Selected extract:
GeWorkbench TODO List

From Informatics

Jump to: navigation, search


This page's initial contents were moved from the geWorkbench 2.2.0 release page.


Contents

geWorkbench 2.5.0 planning list

SkyBase

The lab uses the below interface to create structural models directly from sequences. The pre-built models are no longer needed, they were originally created to demonstrate the range of the model building capability.

http://skybase.c2b2.columbia.edu/pdb60_new/nesg.php#

Documentation wish list

  • In addition to all the outstanding documentation requests,
  • Add a page documenting the format and contents, as relevant to geWorkbench, of the Affy annotation file. E.g., specify the names of the required column headers and the format of data those columns contain. This would allow people to more easily supply their own custom annotation files for geWorkbench.
  • Also, we could list the dependence of individual geWorkbench components on certain annotation columns, e.g. Entrez ID, Swiss prot id etc...
  • Find out why ARACNe only prints "10% done" to console before finishing....
  • How are null values in the data stored and how are they displayed? What do we want?
  • What is the real use of "Only add aligned parts" in the BLAST viewer. This concatenates non-contiguous sequence segments together into one long sequence...
  • Characterize how large a dataset can be loaded in a typical geWorkbench configuration. How does memory use scale with data and annotation file size?
  • Can we increase Hierarchical Clustering number of markers limit with more memory, 64-bit? Or is it just the number of calculations that becomes limiting?

List from 2.3.0 Release

  • Should change name of "alignment" component to "blast".
  • Need better Hierarchical Clustering and SOM examples and screenshots.
  • Cytoscape tutorial - does not cover the new buttons added with Cytoscape 2.8.0, included in geworkbench 2.3.0. release.
  • The following viewers are covered in the tutorial "Viewing a Microarray Dataset" but should be broken out into separate chapters (perhaps) and used to replace older Help chapters:
    • Expression Profiles
    • Microarray Viewer
    • Scatter Plot - more material in old Help than in Wiki - synch up.
    • Tabular View
  • The following Help sections need updating.
    • Marker/Array Help is still old material, need to port from Markers and Arrays tutorials. The reason not done is that the existing Help chapter is much more concise.

Activity list:
A. Copy the geWorkbench TODO list from "The lab uses" to "prot id etc...", switching "annotation" to "metadata".
B. Answer these from the geWorkbench TODO list:
(i) Which page were this page's initial contents moved from?
(ii) Which Cytoscape version added the new buttons that the Cytoscape tutorial doesn't cover?
(iii) What does ARACNe print to the console before finishing?
C. Write the next part of the geWorkbench TODO list, starting after its last line.
The items after this text aren't needed for any of this.

Information supplied:
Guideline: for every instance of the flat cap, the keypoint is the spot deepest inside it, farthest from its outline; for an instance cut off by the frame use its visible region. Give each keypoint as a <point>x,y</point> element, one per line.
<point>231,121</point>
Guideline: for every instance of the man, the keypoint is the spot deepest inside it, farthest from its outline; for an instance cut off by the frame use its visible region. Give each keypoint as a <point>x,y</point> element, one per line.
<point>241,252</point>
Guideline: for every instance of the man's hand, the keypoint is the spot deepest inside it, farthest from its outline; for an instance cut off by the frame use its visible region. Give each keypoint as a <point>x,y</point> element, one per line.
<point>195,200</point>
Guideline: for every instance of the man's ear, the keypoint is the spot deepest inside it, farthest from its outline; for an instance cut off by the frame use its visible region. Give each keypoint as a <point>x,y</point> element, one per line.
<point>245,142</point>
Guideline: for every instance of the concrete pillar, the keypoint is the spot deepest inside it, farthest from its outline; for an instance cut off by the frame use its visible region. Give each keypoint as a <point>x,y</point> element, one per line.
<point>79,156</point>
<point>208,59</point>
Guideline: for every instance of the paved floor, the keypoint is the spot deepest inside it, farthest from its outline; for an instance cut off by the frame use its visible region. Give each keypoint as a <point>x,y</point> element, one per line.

Outputs in order:
A.
The lab uses the below interface to create structural models directly from sequences. The pre-built models are no longer needed, they were originally created to demonstrate the range of the model building capability.

http://skybase.c2b2.columbia.edu/pdb60_new/nesg.php#

Documentation wish list

  • In addition to all the outstanding documentation requests,
  • Add a page documenting the format and contents, as relevant to geWorkbench, of the Affy metadata file. E.g., specify the names of the required column headers and the format of data those columns contain. This would allow people to more easily supply their own custom metadata files for geWorkbench.
  • Also, we could list the dependence of individual geWorkbench components on certain metadata columns, e.g. Entrez ID, Swiss prot id etc...

B.
(i) The geWorkbench 2.2.0 release page.
(ii) Cytoscape 2.8.0.
(iii) Only "10% done".

C.
    • Sequences - covered also in sequence retriever.
    • Sequence Retriever - also has material in Sequences!
    • Position Histogram - covered in Pattern Discovery. Make new chapter?
  • More on Help
    • "Plots" has scatter plot and volcano plot.
    • check if Promoter help in synch with updated tutorial.
    • disentangle sequences and sequence retriever.
    • are cel processsing files out of color mosaic now?


  • No Help Available yet
    • Grid Services
    • IDEA
    • SkyBase
    • SkyLine
    • GP Module components
    • Volcano Plot

Other suggestions

  • remove ".txt" from network load filters? It loads as .adj, is there for historical reasons.
  • remove "file" from "Files of Type" entries. (?).
  • The t-test permutation code has been changed in release 2.3.0 and should be tested further.

Mention somewhere

  • for large data sets, disable EVD in CCM
  • Cytoscape is loaded by default to avoid a window problem if loaded later.

Array merging and annotation files -

  • The annotation file of the first file loaded is used. That is, if the first file has an annotation file loaded, it will be used for all merged files. If the first array file is loaded without an annotation file, then the merged dataset will not have annotation, even if it is loaded with the second or later files to be merged.

For 2.4.0

  • Release Cupid
  • Separate Markers and Arrays (remove tabs). Both selectors should be visible at all times. Don't need to see search all the time.
  • Fix ARACNe results object
  • Continue network representation design.
  • Need a network compare option.
  • Document, for network loaded, what symbol type chooser exactly does.
  • Bug #1463, something about repeat result node numbering still needs documentation.

TODO Notes from release 1.8.0 wiki

This list will be reduced to the items left open after the 1.8. release that have still not been dealt with.

Release 1.7.0 TODO notes carried over

  1. Add MatrixReduce data to tutorial dataset. (not done in 1.7.0)
  2. Remove unneeded data from tutorial download. (not done in 1.7.0)
  3. Was problem with file save corruption fixed? It affected writing out files that had been read in in EXP (matrix) format. (think so but need to verify)
  4. Include a list of HG-U95 and HG-U133 transcription factors in tutorial data download or with distribution (see Nature Protocols paper). (not done in 1.7.0?)

Release 1.8.0 TODO notes

  1. ARACNe Grid - need to verify that server-side implementation includes Bcell-100 parameter files.
  2. Hierarchical Clustering - When I do hierarchical clustering, the arrays are shown ordered by the array sets activated, rather than the original order of the arrays in the dataset. Need to confirm that the labels and arrays are really staying together correctly when resorted.
  3. MatrixREDUCE shown to work on Windows but not clear if it works on Linux.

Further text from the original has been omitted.